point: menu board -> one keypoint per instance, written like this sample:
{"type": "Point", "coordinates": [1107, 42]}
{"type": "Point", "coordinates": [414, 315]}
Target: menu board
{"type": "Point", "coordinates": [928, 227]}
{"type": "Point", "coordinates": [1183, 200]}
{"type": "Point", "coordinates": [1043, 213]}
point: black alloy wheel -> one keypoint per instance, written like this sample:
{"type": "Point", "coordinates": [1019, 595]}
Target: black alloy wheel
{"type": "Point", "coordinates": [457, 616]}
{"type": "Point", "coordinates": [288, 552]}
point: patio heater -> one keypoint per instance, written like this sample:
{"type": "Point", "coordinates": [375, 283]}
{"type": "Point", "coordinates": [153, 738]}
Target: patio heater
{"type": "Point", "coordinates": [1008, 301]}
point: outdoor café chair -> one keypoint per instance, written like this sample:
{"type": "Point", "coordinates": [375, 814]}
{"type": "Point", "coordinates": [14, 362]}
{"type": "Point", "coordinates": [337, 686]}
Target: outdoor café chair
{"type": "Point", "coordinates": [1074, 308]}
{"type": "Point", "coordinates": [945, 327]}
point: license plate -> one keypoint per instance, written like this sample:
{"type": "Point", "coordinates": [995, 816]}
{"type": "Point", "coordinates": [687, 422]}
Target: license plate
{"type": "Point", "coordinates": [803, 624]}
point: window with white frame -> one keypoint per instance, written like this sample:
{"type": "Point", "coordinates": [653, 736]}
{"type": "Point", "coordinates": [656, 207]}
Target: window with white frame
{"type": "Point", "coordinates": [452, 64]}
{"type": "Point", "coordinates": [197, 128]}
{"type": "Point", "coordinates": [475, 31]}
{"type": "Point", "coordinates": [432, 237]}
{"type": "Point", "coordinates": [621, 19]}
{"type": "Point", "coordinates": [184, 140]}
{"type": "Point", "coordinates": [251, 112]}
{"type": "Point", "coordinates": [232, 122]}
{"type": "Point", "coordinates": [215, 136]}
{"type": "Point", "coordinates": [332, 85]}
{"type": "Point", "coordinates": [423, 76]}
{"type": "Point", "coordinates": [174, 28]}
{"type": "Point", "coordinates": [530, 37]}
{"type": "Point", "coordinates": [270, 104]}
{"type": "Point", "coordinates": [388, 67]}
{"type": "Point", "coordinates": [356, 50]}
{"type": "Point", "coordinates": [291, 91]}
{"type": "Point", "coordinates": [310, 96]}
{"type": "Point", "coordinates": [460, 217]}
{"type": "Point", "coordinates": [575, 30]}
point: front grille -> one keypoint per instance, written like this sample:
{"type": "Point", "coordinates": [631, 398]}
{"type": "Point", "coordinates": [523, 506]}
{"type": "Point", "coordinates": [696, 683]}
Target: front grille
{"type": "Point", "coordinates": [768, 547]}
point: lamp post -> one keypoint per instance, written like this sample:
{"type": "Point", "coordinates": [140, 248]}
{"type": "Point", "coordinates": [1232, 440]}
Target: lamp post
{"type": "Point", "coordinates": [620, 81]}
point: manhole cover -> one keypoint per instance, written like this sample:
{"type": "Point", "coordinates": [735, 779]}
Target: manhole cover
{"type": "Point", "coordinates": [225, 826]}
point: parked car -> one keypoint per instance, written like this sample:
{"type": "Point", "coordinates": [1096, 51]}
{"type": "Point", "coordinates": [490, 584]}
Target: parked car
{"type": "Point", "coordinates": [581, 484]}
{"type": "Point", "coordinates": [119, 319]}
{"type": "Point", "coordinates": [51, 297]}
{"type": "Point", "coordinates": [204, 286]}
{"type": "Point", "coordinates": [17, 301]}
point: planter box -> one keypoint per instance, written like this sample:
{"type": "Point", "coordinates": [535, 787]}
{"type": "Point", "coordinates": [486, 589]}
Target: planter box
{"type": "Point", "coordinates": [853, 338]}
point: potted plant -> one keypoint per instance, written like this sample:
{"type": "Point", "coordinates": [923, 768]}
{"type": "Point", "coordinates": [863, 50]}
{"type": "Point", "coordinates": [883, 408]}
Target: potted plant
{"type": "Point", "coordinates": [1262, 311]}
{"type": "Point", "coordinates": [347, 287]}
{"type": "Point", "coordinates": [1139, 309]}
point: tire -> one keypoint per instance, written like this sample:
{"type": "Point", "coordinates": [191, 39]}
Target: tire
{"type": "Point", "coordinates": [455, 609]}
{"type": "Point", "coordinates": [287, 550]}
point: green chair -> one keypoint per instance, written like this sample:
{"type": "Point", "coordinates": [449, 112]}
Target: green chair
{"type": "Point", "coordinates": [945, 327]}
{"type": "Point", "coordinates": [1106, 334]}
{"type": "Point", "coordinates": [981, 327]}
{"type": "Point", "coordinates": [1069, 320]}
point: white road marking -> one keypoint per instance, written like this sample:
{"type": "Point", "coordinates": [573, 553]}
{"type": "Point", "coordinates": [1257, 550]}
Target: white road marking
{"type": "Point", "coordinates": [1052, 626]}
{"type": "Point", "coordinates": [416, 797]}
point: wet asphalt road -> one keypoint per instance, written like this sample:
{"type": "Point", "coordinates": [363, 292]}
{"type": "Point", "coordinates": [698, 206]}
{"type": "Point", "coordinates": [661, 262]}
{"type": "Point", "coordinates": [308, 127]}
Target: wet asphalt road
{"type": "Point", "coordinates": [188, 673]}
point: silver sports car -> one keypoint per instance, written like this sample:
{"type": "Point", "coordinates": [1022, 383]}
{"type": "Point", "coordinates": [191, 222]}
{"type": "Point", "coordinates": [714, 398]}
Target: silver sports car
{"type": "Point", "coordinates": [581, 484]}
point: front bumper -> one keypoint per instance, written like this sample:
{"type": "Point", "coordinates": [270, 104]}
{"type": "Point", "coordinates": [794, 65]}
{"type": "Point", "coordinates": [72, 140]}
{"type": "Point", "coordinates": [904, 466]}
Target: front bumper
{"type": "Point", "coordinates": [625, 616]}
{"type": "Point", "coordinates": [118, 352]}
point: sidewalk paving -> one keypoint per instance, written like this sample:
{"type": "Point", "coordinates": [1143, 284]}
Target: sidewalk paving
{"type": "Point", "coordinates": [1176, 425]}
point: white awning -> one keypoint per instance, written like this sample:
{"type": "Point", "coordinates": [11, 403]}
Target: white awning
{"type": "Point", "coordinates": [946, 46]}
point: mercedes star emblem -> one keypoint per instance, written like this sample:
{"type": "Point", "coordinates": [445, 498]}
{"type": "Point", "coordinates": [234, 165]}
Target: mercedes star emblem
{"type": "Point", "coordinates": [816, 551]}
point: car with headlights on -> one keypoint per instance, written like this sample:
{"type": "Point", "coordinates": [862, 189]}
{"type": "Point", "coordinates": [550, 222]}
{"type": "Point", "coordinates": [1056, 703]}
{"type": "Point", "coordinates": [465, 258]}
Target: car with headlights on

__________

Reproduce the lines above verbatim, from the first to the last.

point: menu board -> one keypoint per instance, written like this sample:
{"type": "Point", "coordinates": [1107, 42]}
{"type": "Point", "coordinates": [414, 315]}
Target: menu board
{"type": "Point", "coordinates": [928, 227]}
{"type": "Point", "coordinates": [1183, 200]}
{"type": "Point", "coordinates": [1043, 213]}
point: black alloy wheel -> one keypoint per instance, written like this sample:
{"type": "Point", "coordinates": [1019, 595]}
Target: black alloy wheel
{"type": "Point", "coordinates": [457, 616]}
{"type": "Point", "coordinates": [288, 552]}
point: patio heater -> one keypoint per instance, written like this sample:
{"type": "Point", "coordinates": [375, 283]}
{"type": "Point", "coordinates": [153, 738]}
Target: patio heater
{"type": "Point", "coordinates": [1008, 301]}
point: outdoor café chair -> one keypoint per instance, written like this sample:
{"type": "Point", "coordinates": [375, 814]}
{"type": "Point", "coordinates": [14, 362]}
{"type": "Point", "coordinates": [337, 686]}
Target: outdoor café chair
{"type": "Point", "coordinates": [1074, 308]}
{"type": "Point", "coordinates": [945, 327]}
point: license plate -> one keypoint per instance, written like this sample:
{"type": "Point", "coordinates": [995, 816]}
{"type": "Point", "coordinates": [687, 422]}
Target: license plate
{"type": "Point", "coordinates": [803, 624]}
point: window with white frame -> one keypoint per instance, written like this sample:
{"type": "Point", "coordinates": [653, 736]}
{"type": "Point", "coordinates": [656, 207]}
Target: window with white frame
{"type": "Point", "coordinates": [452, 64]}
{"type": "Point", "coordinates": [197, 128]}
{"type": "Point", "coordinates": [475, 31]}
{"type": "Point", "coordinates": [432, 237]}
{"type": "Point", "coordinates": [621, 19]}
{"type": "Point", "coordinates": [184, 140]}
{"type": "Point", "coordinates": [251, 112]}
{"type": "Point", "coordinates": [232, 122]}
{"type": "Point", "coordinates": [215, 136]}
{"type": "Point", "coordinates": [332, 85]}
{"type": "Point", "coordinates": [423, 76]}
{"type": "Point", "coordinates": [174, 28]}
{"type": "Point", "coordinates": [530, 37]}
{"type": "Point", "coordinates": [270, 104]}
{"type": "Point", "coordinates": [388, 67]}
{"type": "Point", "coordinates": [356, 50]}
{"type": "Point", "coordinates": [291, 91]}
{"type": "Point", "coordinates": [310, 96]}
{"type": "Point", "coordinates": [460, 217]}
{"type": "Point", "coordinates": [575, 30]}
point: front grille -> one keypoint per instance, written like this sample:
{"type": "Point", "coordinates": [631, 398]}
{"type": "Point", "coordinates": [523, 506]}
{"type": "Point", "coordinates": [696, 683]}
Target: front grille
{"type": "Point", "coordinates": [768, 547]}
point: lamp post -> one keypoint per instance, written like this sample:
{"type": "Point", "coordinates": [140, 248]}
{"type": "Point", "coordinates": [1232, 440]}
Target: lamp post
{"type": "Point", "coordinates": [620, 81]}
point: manhole cover -> one keypoint per instance, written like this sample:
{"type": "Point", "coordinates": [735, 779]}
Target: manhole cover
{"type": "Point", "coordinates": [225, 826]}
point: parked car -> one keypoint per instance, written like this sample:
{"type": "Point", "coordinates": [1096, 51]}
{"type": "Point", "coordinates": [490, 584]}
Target: parked car
{"type": "Point", "coordinates": [581, 484]}
{"type": "Point", "coordinates": [119, 319]}
{"type": "Point", "coordinates": [51, 297]}
{"type": "Point", "coordinates": [204, 286]}
{"type": "Point", "coordinates": [17, 301]}
point: planter box -> one keypoint per instance, written like this sample:
{"type": "Point", "coordinates": [535, 787]}
{"type": "Point", "coordinates": [486, 589]}
Target: planter box
{"type": "Point", "coordinates": [853, 338]}
point: potted plant -> one keypoint per instance, written like this sample:
{"type": "Point", "coordinates": [923, 768]}
{"type": "Point", "coordinates": [863, 50]}
{"type": "Point", "coordinates": [883, 408]}
Target: potted plant
{"type": "Point", "coordinates": [1262, 311]}
{"type": "Point", "coordinates": [347, 287]}
{"type": "Point", "coordinates": [1139, 309]}
point: tire -> one keypoint per instance, written like this sample:
{"type": "Point", "coordinates": [191, 39]}
Target: tire
{"type": "Point", "coordinates": [455, 609]}
{"type": "Point", "coordinates": [287, 550]}
point: green chair -> one keypoint per instance, written like this sample:
{"type": "Point", "coordinates": [449, 112]}
Target: green chair
{"type": "Point", "coordinates": [945, 327]}
{"type": "Point", "coordinates": [1106, 334]}
{"type": "Point", "coordinates": [981, 327]}
{"type": "Point", "coordinates": [1069, 320]}
point: white road marking -> one keypoint per instance, written like this sample:
{"type": "Point", "coordinates": [573, 553]}
{"type": "Point", "coordinates": [1257, 550]}
Target: white road marking
{"type": "Point", "coordinates": [1052, 626]}
{"type": "Point", "coordinates": [416, 797]}
point: wet asphalt road -> one keypoint per instance, written like this sample:
{"type": "Point", "coordinates": [363, 292]}
{"type": "Point", "coordinates": [698, 206]}
{"type": "Point", "coordinates": [661, 262]}
{"type": "Point", "coordinates": [308, 127]}
Target: wet asphalt road
{"type": "Point", "coordinates": [188, 673]}
point: silver sports car -> one keypoint per instance, written like this sample:
{"type": "Point", "coordinates": [1022, 383]}
{"type": "Point", "coordinates": [191, 222]}
{"type": "Point", "coordinates": [714, 398]}
Target: silver sports car
{"type": "Point", "coordinates": [581, 484]}
point: front bumper -> one keypoint per instance, written like this sample:
{"type": "Point", "coordinates": [270, 104]}
{"type": "Point", "coordinates": [794, 65]}
{"type": "Point", "coordinates": [72, 140]}
{"type": "Point", "coordinates": [904, 466]}
Target: front bumper
{"type": "Point", "coordinates": [625, 616]}
{"type": "Point", "coordinates": [118, 352]}
point: sidewalk paving -> one keypoint per instance, written like this sample:
{"type": "Point", "coordinates": [1143, 284]}
Target: sidewalk paving
{"type": "Point", "coordinates": [1176, 425]}
point: white awning -> one keypoint per instance, written like this sample:
{"type": "Point", "coordinates": [11, 403]}
Target: white awning
{"type": "Point", "coordinates": [946, 46]}
point: mercedes star emblem -> one keypoint per instance, written like this sample:
{"type": "Point", "coordinates": [445, 498]}
{"type": "Point", "coordinates": [234, 165]}
Target: mercedes star emblem
{"type": "Point", "coordinates": [816, 551]}
point: car with headlights on -> one keypoint per instance, written like this sample:
{"type": "Point", "coordinates": [862, 189]}
{"type": "Point", "coordinates": [550, 222]}
{"type": "Point", "coordinates": [1056, 703]}
{"type": "Point", "coordinates": [465, 258]}
Target: car with headlights on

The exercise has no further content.